== DATA SHOWN ==

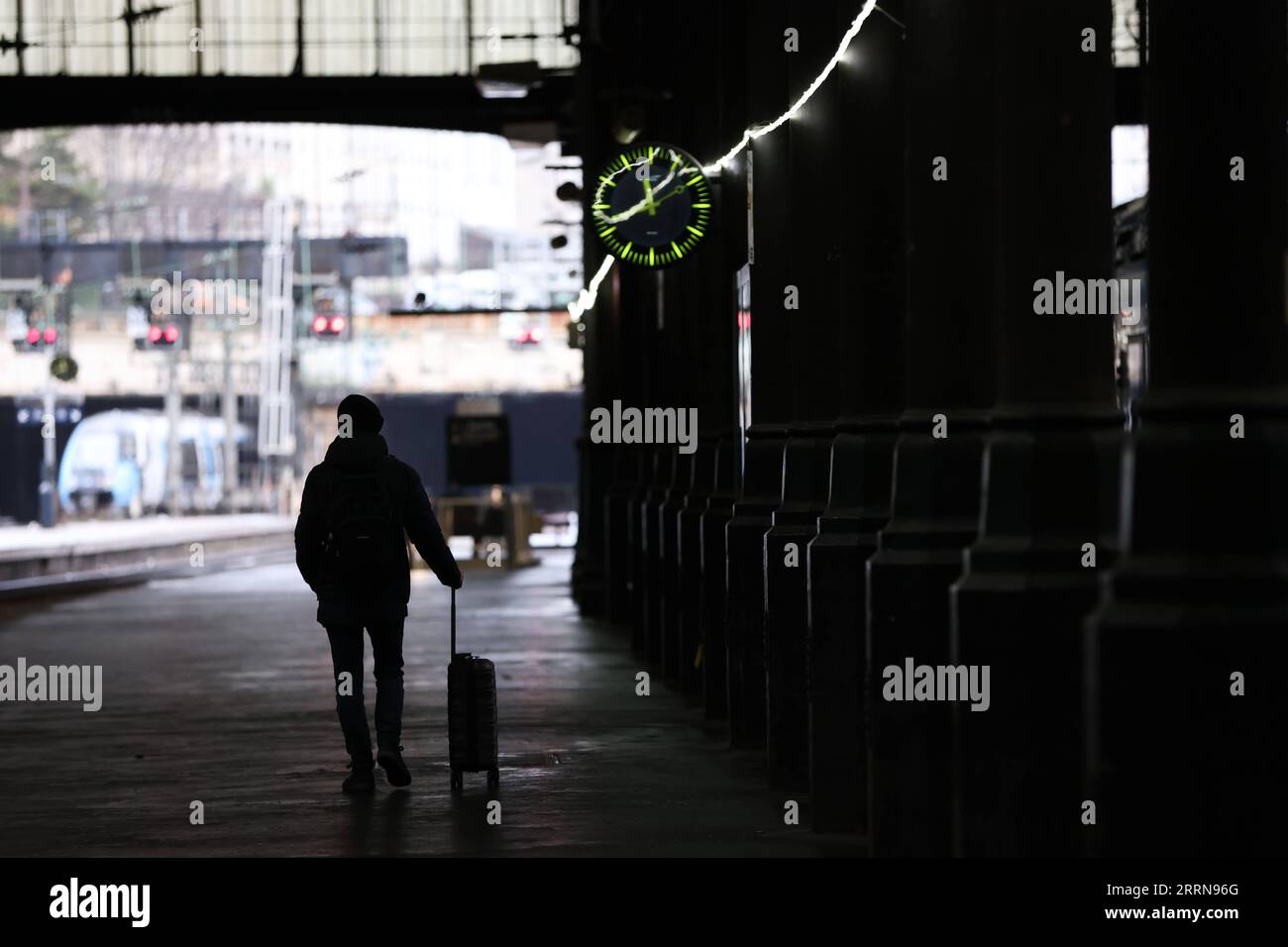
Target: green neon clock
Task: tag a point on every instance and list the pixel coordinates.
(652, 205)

===
== DATA SHOWN ==

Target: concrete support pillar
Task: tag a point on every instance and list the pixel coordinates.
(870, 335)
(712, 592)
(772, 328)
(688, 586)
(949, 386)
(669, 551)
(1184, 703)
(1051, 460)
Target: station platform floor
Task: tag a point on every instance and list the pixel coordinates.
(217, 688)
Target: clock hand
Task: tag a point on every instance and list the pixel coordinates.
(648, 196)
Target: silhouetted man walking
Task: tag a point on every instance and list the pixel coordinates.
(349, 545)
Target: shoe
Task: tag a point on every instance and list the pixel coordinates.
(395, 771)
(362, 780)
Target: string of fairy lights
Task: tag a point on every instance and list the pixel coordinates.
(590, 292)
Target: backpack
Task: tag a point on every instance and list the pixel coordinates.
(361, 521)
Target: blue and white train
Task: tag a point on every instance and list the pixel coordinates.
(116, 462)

===
== DATA SHOWN ==

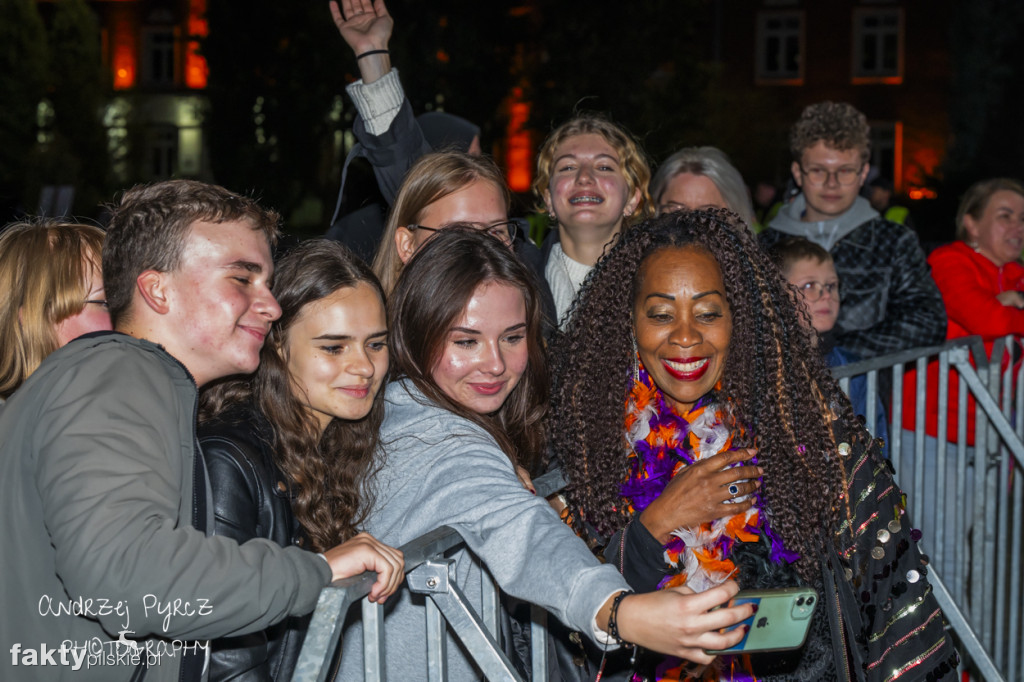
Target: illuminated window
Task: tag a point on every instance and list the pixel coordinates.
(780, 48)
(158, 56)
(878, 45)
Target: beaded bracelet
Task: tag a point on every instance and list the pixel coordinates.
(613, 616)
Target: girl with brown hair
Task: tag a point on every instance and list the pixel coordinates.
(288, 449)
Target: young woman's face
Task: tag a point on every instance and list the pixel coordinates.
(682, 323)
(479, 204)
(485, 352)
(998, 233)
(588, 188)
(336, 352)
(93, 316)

===

### DO THIS
State how many lines in the material above contain the string "clock", with case counting, and reply with the number alone.

### ANSWER FOR THIS EXERCISE
2